Work item
Copy out every line of the data exactly.

Records from a data source

⁂

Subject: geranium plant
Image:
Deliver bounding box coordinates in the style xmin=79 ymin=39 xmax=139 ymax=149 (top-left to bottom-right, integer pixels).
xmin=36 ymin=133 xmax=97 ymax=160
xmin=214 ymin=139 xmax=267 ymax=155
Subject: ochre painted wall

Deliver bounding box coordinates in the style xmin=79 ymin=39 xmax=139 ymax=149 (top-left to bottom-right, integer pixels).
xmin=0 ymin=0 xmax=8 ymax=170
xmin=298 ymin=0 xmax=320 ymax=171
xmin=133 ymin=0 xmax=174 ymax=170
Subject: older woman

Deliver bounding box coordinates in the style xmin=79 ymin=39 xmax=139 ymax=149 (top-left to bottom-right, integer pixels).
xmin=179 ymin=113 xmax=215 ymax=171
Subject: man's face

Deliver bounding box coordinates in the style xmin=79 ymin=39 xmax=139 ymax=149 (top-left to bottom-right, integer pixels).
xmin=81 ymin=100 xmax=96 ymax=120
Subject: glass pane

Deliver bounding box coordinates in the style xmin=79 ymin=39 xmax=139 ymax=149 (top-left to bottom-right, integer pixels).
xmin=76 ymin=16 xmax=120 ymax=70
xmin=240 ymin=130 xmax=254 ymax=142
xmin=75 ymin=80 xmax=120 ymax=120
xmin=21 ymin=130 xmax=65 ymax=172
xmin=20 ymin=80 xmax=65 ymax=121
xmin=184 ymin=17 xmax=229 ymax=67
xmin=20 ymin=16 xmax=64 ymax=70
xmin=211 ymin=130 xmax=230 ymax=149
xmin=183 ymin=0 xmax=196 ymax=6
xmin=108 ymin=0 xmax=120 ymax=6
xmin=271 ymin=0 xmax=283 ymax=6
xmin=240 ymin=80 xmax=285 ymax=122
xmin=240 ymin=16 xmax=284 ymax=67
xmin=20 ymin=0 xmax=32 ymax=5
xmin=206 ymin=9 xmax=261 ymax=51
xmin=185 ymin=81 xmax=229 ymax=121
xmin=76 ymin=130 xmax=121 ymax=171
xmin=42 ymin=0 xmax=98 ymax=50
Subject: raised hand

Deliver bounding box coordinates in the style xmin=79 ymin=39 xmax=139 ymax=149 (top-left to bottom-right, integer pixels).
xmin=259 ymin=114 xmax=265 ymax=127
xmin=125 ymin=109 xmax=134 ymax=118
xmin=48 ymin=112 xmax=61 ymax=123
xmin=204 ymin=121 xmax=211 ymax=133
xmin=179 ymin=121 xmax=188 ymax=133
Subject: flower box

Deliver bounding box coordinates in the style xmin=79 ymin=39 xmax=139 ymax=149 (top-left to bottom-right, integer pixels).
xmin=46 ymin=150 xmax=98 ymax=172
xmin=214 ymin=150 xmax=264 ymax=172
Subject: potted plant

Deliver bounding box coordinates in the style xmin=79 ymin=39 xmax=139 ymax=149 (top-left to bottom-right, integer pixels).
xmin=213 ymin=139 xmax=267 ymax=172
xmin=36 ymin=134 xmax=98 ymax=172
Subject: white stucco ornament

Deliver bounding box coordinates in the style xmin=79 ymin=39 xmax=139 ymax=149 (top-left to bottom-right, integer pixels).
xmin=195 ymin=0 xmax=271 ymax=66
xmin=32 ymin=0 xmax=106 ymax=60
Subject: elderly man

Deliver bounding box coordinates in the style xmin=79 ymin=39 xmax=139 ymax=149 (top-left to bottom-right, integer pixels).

⁂

Solved exercise
Subject: geranium plant
Image:
Deliver bounding box coordinates in the style xmin=79 ymin=39 xmax=139 ymax=149 (top-left to bottom-right, integer pixels).
xmin=36 ymin=133 xmax=97 ymax=160
xmin=214 ymin=139 xmax=267 ymax=155
Subject: ochre painted wall

Deliver bounding box coordinates in the style xmin=79 ymin=39 xmax=139 ymax=149 (top-left to bottom-right, integer pixels).
xmin=0 ymin=0 xmax=8 ymax=170
xmin=298 ymin=0 xmax=320 ymax=171
xmin=133 ymin=0 xmax=174 ymax=170
Subject: older woman

Deliver bounding box coordinates in the style xmin=79 ymin=39 xmax=139 ymax=149 (top-left to bottom-right, integer pixels).
xmin=179 ymin=113 xmax=215 ymax=171
Subject: man's face

Deliver bounding box coordinates in the style xmin=79 ymin=39 xmax=139 ymax=149 (top-left to bottom-right, integer pixels).
xmin=81 ymin=100 xmax=96 ymax=120
Subject: glass pane

Deliver bounding box coordinates in the style xmin=79 ymin=39 xmax=139 ymax=149 (top-left to bottom-right, integer pixels).
xmin=76 ymin=16 xmax=120 ymax=70
xmin=240 ymin=130 xmax=254 ymax=142
xmin=75 ymin=80 xmax=120 ymax=120
xmin=21 ymin=130 xmax=65 ymax=172
xmin=20 ymin=80 xmax=65 ymax=121
xmin=184 ymin=17 xmax=229 ymax=67
xmin=20 ymin=16 xmax=64 ymax=70
xmin=211 ymin=130 xmax=230 ymax=149
xmin=183 ymin=0 xmax=196 ymax=6
xmin=108 ymin=0 xmax=120 ymax=6
xmin=271 ymin=0 xmax=283 ymax=6
xmin=240 ymin=80 xmax=285 ymax=122
xmin=240 ymin=16 xmax=284 ymax=67
xmin=20 ymin=0 xmax=32 ymax=5
xmin=206 ymin=9 xmax=261 ymax=51
xmin=185 ymin=81 xmax=229 ymax=121
xmin=76 ymin=130 xmax=121 ymax=171
xmin=42 ymin=0 xmax=98 ymax=50
Subject: raised hand

Deliver bounding box coordinates in the style xmin=79 ymin=39 xmax=139 ymax=149 (top-left to bottom-right, integer pixels).
xmin=259 ymin=114 xmax=265 ymax=127
xmin=125 ymin=109 xmax=134 ymax=118
xmin=48 ymin=112 xmax=61 ymax=123
xmin=204 ymin=121 xmax=211 ymax=133
xmin=179 ymin=121 xmax=188 ymax=133
Subject: flower box

Deliver bounding box coordinates in the style xmin=79 ymin=39 xmax=139 ymax=149 (top-left to bottom-right, integer pixels).
xmin=46 ymin=150 xmax=98 ymax=172
xmin=214 ymin=150 xmax=264 ymax=172
Subject: potted plant

Deliver bounding box coordinates in the style xmin=79 ymin=39 xmax=139 ymax=149 (top-left to bottom-right, integer pixels).
xmin=213 ymin=139 xmax=267 ymax=172
xmin=36 ymin=134 xmax=98 ymax=172
Subject: white stucco ornament

Deliver bounding box coordinates in the style xmin=79 ymin=39 xmax=139 ymax=149 (top-left to bottom-right, integer pixels).
xmin=195 ymin=0 xmax=271 ymax=66
xmin=32 ymin=0 xmax=106 ymax=60
Subject: elderly man

Deliver bounding box coordinates in the style xmin=79 ymin=39 xmax=139 ymax=149 (top-left to bottom-right, integer pixels).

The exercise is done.